--- begin Data provided ---
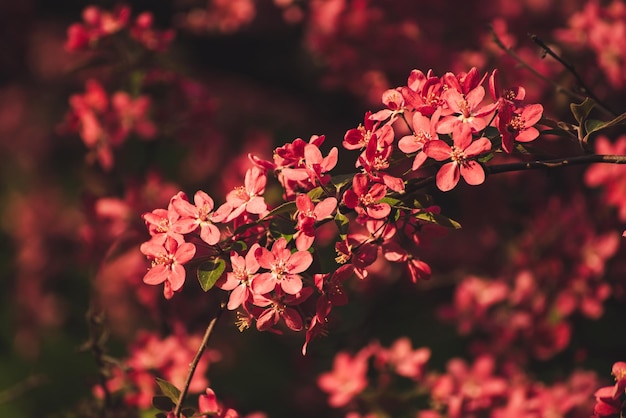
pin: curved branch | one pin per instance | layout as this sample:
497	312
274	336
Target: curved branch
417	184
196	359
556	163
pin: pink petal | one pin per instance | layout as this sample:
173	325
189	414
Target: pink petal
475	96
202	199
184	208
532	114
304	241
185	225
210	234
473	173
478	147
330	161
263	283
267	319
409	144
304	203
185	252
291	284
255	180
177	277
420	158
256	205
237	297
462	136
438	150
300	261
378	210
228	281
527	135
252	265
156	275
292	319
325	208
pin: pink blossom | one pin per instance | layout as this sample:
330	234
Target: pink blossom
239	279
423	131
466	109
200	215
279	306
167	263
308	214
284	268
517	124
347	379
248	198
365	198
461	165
--- end Data provided ---
--- begin Data provided ---
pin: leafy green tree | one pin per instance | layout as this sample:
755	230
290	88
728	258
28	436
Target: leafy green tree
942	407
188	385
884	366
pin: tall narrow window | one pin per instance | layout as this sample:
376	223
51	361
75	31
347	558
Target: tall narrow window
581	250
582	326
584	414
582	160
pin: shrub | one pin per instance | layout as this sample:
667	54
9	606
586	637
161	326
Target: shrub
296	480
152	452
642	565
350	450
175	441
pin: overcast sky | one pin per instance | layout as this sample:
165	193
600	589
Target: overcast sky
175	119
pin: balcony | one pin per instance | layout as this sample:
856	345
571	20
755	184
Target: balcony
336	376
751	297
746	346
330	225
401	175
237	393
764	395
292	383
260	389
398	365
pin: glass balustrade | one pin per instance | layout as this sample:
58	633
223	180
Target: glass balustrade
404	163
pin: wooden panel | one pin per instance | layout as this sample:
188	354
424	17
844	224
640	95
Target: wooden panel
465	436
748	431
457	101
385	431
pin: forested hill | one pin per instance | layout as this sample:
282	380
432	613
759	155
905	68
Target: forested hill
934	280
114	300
--- end Data provided ---
--- begin Data provided ---
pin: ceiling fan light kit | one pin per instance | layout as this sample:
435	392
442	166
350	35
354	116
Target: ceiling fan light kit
--- end Data provided ---
Task to complete. State how many lines of the listing above contain the string "window", treating uppercase and lowercase letters as distinct. Reply with the number alone.

Solution. 2